▸ EXCERPT:

>> start

# how long to rest baby back ribs? wondering why one rack turned out great and another didn't



## iloveribs (Sep 6, 2016)

I recently smoked two racks of baby backs that had been frozen. I let htem thaw in the fridge for a couple days. Then smoked both at 225 for about 4.5 h. I let one rest for about 10-15 minutes before cutting and serving and then wrapped the other and kept in fridge overnight since we didn't need that much food. The rack we ate that night was moderately dry and I was pretty dissatisfied with them. However, the next day I put the other rack in the oven covered with foil to reheat for about 20-25 min on 350 and it was absolutely delicious. Very moist and tender.

Now was this simply because I only let the one rack rest for 10-15 min? Or is it something else? They were both frozen together and so maybe it was because the meat side of one of them was touching the other? I just want to know what was the cause of one rack being delicious and the other being sub par since they were cooked identically. 

Thanks for any help!


----------



## forluvofsmoke (Sep 6, 2016)

Hmm, you have me thinking. While I don't recall doing exactly what you did in recent years, there may be something with the foiled reheat. Did you use foil about mid-point during cooking, such as for the 2-2-1, or was this straight smoke on open grates? I've noticed a slightly drier rib if I foil mid-way during cooking, which can also indicate at least partial over-cooking (foiling is a compromise for getting a softer bark), is why I asked. Were the ribs cooked at the same grate temp, or is it possible that your smoker has temp variances which cook one slab hotter than the other?

Eric


----------



## corkster52 (Sep 6, 2016)

I did BBs over the weekend and did a 3-2 and then let them rest for 2 hours. They were perfect!


----------



## SmokinAl (Sep 6, 2016)

What was the IT of the ribs when they were done.

195, juicy & delicious.

200, fall off the bone.

>> end

(Coordinate annotation records)
>> start

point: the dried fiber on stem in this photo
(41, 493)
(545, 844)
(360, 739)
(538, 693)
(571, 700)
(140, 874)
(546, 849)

>> end

▸ REQUIREMENTS: Give again the part of the thread on resting ribs that opens with the words containing "I did BBs over" and closes with "they were done.", swapping "2 hours" for "30 minutes".

▸ OUTPUT BELOW:
I did BBs over the weekend and did a 3-2 and then let them rest for 30 minutes. They were perfect!


----------



## SmokinAl (Sep 6, 2016)

What was the IT of the ribs when they were done.